▸ Instructions to follow:
Copy the lines of the listing below, from the line with "If you could tag the shadow" through the line with "(1086, 371)", both ends included. Keep each one word for word.

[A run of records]
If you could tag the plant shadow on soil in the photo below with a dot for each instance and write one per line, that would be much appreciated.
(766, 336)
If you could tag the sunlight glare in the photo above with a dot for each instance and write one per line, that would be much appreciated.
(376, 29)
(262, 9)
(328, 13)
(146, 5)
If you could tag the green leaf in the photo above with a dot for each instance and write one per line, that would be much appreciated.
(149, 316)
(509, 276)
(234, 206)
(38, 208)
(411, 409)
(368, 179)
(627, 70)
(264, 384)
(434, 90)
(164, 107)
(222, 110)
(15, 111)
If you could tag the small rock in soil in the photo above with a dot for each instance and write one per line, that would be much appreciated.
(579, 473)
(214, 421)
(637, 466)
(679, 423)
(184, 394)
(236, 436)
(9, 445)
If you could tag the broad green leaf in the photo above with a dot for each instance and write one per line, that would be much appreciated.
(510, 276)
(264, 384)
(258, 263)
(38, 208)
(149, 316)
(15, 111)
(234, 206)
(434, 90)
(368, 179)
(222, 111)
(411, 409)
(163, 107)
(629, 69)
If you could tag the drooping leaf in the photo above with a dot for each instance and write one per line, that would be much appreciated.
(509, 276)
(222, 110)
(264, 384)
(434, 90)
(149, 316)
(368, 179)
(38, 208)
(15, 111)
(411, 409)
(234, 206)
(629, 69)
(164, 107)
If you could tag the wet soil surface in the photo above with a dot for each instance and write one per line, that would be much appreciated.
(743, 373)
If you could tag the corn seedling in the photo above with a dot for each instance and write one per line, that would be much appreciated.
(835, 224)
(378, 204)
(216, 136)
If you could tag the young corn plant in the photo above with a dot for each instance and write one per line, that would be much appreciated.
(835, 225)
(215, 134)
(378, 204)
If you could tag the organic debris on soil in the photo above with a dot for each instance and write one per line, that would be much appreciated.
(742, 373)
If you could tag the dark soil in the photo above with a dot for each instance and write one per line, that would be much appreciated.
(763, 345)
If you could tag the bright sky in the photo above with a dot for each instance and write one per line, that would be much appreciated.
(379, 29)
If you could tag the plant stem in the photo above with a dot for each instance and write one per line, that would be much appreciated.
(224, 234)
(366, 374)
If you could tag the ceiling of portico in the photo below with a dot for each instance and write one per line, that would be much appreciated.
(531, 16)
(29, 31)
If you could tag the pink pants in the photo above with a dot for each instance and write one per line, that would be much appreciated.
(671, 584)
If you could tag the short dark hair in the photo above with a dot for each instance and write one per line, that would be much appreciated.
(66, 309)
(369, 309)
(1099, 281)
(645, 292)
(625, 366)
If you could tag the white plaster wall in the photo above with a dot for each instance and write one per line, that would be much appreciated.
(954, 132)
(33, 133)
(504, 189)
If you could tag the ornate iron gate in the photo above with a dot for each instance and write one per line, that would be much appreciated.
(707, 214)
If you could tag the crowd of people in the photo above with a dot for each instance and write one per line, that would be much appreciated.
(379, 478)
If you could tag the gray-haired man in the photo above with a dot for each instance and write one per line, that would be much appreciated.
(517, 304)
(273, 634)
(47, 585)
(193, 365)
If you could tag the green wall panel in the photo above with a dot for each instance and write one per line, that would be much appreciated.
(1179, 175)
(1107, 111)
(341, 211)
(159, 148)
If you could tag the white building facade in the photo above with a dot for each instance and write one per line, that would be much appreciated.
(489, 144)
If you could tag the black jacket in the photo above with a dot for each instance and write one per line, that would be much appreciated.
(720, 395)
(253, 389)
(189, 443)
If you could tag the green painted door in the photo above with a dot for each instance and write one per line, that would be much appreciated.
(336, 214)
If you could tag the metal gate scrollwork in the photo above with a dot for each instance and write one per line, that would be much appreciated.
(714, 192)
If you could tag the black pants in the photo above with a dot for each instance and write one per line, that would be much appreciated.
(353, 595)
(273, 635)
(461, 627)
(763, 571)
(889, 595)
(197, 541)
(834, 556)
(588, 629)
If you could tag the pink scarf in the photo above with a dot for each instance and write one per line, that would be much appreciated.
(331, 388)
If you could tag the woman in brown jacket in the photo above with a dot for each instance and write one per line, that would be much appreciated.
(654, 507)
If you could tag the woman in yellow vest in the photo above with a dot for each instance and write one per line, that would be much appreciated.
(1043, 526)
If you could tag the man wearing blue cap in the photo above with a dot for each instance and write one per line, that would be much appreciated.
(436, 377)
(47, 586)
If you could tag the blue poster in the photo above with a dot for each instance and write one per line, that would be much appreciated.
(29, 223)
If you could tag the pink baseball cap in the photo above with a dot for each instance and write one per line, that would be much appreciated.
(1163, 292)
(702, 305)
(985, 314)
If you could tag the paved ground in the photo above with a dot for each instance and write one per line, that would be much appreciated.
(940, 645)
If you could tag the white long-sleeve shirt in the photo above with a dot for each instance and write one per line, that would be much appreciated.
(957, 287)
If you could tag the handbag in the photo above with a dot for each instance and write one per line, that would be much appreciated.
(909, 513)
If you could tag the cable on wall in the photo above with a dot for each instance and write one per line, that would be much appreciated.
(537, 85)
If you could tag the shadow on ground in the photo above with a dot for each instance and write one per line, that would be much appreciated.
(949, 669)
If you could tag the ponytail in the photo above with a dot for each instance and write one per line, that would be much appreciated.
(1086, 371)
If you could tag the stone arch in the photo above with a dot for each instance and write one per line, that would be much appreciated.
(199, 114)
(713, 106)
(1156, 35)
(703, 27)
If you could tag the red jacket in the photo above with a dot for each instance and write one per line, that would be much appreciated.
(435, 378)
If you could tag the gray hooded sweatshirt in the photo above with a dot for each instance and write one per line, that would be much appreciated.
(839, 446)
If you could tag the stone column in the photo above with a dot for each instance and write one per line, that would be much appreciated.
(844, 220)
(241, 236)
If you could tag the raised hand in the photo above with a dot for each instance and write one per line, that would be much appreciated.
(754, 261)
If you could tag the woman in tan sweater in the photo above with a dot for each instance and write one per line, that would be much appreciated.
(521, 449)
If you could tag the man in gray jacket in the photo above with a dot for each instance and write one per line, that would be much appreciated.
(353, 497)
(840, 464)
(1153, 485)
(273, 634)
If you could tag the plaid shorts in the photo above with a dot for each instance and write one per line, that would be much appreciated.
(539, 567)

▸ Exercise response:
If you could tag the shadow on ground in the photo above with a dot for each instance and write one per line, that would be much appreciated.
(949, 669)
If you could tag the ponytail in the photo above with a dot for each instance and write one per line, that would be much appreciated.
(1086, 371)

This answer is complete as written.